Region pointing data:
=== Section Start ===

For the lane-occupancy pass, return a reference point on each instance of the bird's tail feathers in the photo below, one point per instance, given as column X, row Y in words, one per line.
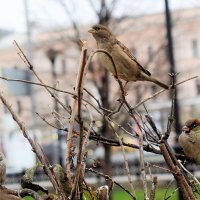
column 159, row 83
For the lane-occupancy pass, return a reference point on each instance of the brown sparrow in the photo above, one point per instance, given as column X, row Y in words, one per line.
column 189, row 139
column 128, row 68
column 2, row 169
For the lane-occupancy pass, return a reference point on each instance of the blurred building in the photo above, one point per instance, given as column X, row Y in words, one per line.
column 144, row 35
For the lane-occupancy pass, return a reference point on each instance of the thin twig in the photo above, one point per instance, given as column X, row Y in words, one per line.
column 110, row 179
column 77, row 186
column 35, row 149
column 161, row 91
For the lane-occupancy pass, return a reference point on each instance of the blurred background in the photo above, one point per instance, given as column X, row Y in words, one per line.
column 163, row 35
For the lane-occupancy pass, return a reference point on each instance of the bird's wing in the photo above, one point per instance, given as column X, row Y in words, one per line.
column 127, row 51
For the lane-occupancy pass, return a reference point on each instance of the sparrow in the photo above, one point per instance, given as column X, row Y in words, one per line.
column 2, row 169
column 127, row 66
column 189, row 139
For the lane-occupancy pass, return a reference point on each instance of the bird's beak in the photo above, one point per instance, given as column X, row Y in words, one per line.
column 186, row 129
column 91, row 30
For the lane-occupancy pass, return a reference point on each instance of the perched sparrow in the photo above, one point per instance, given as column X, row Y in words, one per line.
column 2, row 169
column 128, row 68
column 189, row 139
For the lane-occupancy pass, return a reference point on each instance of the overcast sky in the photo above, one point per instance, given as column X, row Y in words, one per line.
column 51, row 13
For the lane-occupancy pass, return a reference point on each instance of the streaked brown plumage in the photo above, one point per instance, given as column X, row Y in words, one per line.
column 128, row 68
column 189, row 139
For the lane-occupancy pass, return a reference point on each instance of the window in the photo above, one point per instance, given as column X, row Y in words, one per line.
column 19, row 107
column 17, row 88
column 64, row 66
column 195, row 49
column 134, row 52
column 198, row 86
column 150, row 52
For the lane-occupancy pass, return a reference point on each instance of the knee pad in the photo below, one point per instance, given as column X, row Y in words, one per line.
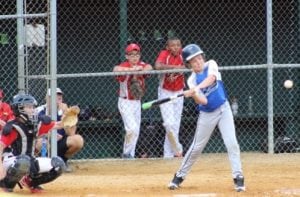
column 16, row 171
column 58, row 164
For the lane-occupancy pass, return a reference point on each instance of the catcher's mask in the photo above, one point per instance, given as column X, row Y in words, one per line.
column 190, row 51
column 23, row 106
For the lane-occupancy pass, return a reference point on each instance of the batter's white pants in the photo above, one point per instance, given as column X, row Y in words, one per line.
column 171, row 114
column 44, row 162
column 130, row 111
column 206, row 123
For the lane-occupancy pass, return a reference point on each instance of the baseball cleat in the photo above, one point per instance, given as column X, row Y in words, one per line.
column 239, row 183
column 174, row 184
column 26, row 182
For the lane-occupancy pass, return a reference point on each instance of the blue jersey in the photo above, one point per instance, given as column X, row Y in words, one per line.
column 42, row 111
column 215, row 93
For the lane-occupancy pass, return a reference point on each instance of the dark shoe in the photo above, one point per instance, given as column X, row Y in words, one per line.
column 174, row 184
column 26, row 182
column 4, row 188
column 239, row 183
column 67, row 168
column 127, row 156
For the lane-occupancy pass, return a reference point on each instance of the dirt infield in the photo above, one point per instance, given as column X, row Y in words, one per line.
column 265, row 175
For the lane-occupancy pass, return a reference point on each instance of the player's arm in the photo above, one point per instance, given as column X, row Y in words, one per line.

=== Section End ===

The task: Restate the data word for word without pictures.

Answer box:
For the lane-occupancy pass, return a reference point on each instance of the bird's tail feathers in the photo below, one point per instance, given as column X, row Y in words, one per line.
column 159, row 83
For the lane-occupancy pass, return a reference point on each instance of the brown sparrow in the photo above, one point per instance, given as column X, row Y in words, one per line.
column 189, row 139
column 128, row 68
column 2, row 169
For the lane-occupancy pass, return a reference point on each instance of the blurred building in the photo above, one point per instance, given as column X, row Y in words, one per line.
column 144, row 35
For the lane-occupancy pass, return a reference point on each instance of the thin twig in the photo above, one point per instance, given as column X, row Y in words, one per line.
column 110, row 179
column 77, row 186
column 35, row 149
column 161, row 91
For the lane-occupancy pass, return a reference point on each instance of the blurred background in the photo above, one point per instance, given as column X, row Y in words, one per line.
column 163, row 35
For the lane-occupancy pass, return a reference point on each instance of the bird's wing in the photo above, one point per instance, given as column X, row Y in words, one per line.
column 127, row 51
For the lane-occupancy pass, return a reference point on each instance of the sparrow in the photo above, one point per instance, given as column X, row Y in words, one per line.
column 2, row 169
column 127, row 66
column 189, row 139
For the lane-occupancy pass, return a reference point on each instance of the bird's beak in the photo above, one point per instance, given as column X, row Y in words, one per line.
column 186, row 129
column 91, row 30
For the lane-occupancy pass, return a reference point on each instance of the perched sparrow in the photo above, one point per instance, given as column X, row Y in words, one per line.
column 2, row 169
column 128, row 68
column 189, row 139
For the lane-occupancy pass, return a reference point on each instance of the overcast sky in the photo above, one point per instance, given as column X, row Y in words, one per line.
column 51, row 13
For the lane-occupancy pass, return a reference point on each instance of the streaked brown plumage in the photo above, one point per instance, given as column X, row Y in words, one per line.
column 128, row 68
column 189, row 139
For the lane-occupancy pass, return a reference point on each instance of the window in the photo above, one point per instance, given as column X, row Y in words, one per line.
column 19, row 107
column 17, row 88
column 64, row 66
column 195, row 49
column 134, row 52
column 198, row 86
column 150, row 52
For the lane-occupancy pass, return a reference point on each instance of the knee pad in the photo below, one point per instance, given as column X, row Y in words, one per line.
column 16, row 171
column 58, row 164
For the lane-occupancy pass, return a reference point on each instance of the catcher's mask in the photo above, one point per instance, given as column X, row Y in words, one per line.
column 190, row 51
column 23, row 106
For the lane-occupancy pass, return a reference point on each instance of the batter's white pants in the photo above, one point per instance, given as column X, row Y in words, one per line.
column 171, row 114
column 44, row 162
column 130, row 111
column 206, row 123
For the lane-occupancy pass, return a reference point on each instance of the baseball cleat in the photo above, one point per instance, given as column X, row Y in words, one per line.
column 239, row 183
column 174, row 184
column 26, row 182
For the lane-occupancy pass, return a reference point on each instance of the blue jersey in the photo above, one point per instance, given as column X, row Y in words, one per line.
column 42, row 111
column 215, row 93
For the lane-occupancy pass, return a reference point on each instance of the dark shoe in the photo above, one point per instance, given as column X, row Y in words, one per line.
column 174, row 184
column 26, row 182
column 4, row 188
column 239, row 183
column 67, row 168
column 127, row 156
For the lane-occupancy pass, return a reference point on each instance of the dirt infield in the photo above, one point per instance, given as column X, row Y in words, one per line.
column 265, row 175
For the lane-occupancy pass, return a reference point on each instance of the player's arm in the photo above, one point per instance, given as column X, row Y in words, one per line.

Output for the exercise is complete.